CHALLENGE =
Give back, unchanged, each line from the one containing "Target: face mask" through the last line of the entries below.

================================

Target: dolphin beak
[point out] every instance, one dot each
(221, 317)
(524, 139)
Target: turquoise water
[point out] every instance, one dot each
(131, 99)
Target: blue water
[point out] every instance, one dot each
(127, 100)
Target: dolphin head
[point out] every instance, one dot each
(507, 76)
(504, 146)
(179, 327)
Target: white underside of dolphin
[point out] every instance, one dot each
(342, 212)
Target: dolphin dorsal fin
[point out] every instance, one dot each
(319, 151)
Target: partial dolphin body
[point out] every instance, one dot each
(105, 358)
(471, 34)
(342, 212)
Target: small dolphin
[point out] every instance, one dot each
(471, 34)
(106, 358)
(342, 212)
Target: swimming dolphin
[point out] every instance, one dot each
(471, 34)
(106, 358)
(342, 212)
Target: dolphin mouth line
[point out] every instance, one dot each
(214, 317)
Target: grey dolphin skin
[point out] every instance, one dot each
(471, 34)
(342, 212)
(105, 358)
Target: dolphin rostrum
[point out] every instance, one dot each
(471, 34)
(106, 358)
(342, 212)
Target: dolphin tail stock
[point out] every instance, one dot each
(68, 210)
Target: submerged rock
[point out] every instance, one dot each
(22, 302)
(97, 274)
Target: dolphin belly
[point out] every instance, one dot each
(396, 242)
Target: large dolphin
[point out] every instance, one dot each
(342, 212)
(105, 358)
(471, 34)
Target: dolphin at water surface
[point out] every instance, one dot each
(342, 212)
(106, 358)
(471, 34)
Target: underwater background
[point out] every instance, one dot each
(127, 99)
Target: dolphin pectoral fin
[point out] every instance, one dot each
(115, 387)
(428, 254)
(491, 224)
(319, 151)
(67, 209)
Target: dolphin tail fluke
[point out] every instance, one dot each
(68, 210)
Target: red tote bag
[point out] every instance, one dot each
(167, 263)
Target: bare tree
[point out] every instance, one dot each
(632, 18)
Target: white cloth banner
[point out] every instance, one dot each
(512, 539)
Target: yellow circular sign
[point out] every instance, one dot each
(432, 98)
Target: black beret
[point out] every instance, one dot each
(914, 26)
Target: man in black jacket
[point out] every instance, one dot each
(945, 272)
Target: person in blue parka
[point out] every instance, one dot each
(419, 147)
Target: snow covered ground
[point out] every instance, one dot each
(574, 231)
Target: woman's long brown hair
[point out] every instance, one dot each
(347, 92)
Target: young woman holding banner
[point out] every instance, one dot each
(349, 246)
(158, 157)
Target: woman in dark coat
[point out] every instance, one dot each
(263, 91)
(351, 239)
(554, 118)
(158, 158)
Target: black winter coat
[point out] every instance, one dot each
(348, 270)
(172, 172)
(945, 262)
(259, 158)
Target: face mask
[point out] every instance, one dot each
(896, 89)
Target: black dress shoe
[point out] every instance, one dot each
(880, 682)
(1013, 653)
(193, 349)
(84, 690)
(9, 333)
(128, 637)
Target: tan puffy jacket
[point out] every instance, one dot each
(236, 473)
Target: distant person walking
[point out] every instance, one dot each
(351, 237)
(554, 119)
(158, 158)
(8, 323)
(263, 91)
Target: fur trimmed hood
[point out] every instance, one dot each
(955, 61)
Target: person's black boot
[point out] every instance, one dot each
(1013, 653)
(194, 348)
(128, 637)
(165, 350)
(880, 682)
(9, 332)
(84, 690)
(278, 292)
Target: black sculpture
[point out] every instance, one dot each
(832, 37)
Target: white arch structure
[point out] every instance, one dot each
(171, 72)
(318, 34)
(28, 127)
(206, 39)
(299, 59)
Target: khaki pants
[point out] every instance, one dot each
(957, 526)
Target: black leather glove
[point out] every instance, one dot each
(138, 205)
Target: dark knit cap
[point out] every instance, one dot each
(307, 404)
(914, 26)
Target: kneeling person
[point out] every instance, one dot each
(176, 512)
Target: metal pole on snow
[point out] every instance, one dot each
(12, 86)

================================

RESPONSE TO THIS TASK =
Target: face mask
[point out] every instance, one dot each
(896, 89)
Target: black dress shoe
[point out] every instance, one dot each
(880, 682)
(1013, 653)
(193, 349)
(84, 690)
(9, 333)
(128, 637)
Target: tan puffy jacket
[point out] every instance, one dot each
(236, 473)
Target: distant person walking
[point out] every instance, one dot each
(351, 237)
(554, 119)
(158, 158)
(8, 323)
(263, 91)
Target: fur trimmed hood
[point out] every instance, one dot each
(955, 61)
Target: person's black boot
[point out] every instance, one dot each
(1013, 653)
(194, 348)
(128, 637)
(165, 350)
(880, 682)
(9, 332)
(84, 690)
(278, 292)
Target: black sculpture
[point out] every instance, one dot each
(832, 37)
Target: white arch structure
[point out] every instance, one dot each
(171, 72)
(318, 34)
(28, 127)
(206, 39)
(299, 59)
Target: khaki pants
[point out] every instance, one dot each
(957, 526)
Target: black leather glove
[point out] every instance, one dot each
(138, 205)
Target: dark knit cap
[point out] every instance, one dot each
(307, 404)
(914, 26)
Target: kneeling person
[point out] every instance, one dot each
(176, 512)
Target: metal pole on snow
[point out] every instance, one dot each
(12, 86)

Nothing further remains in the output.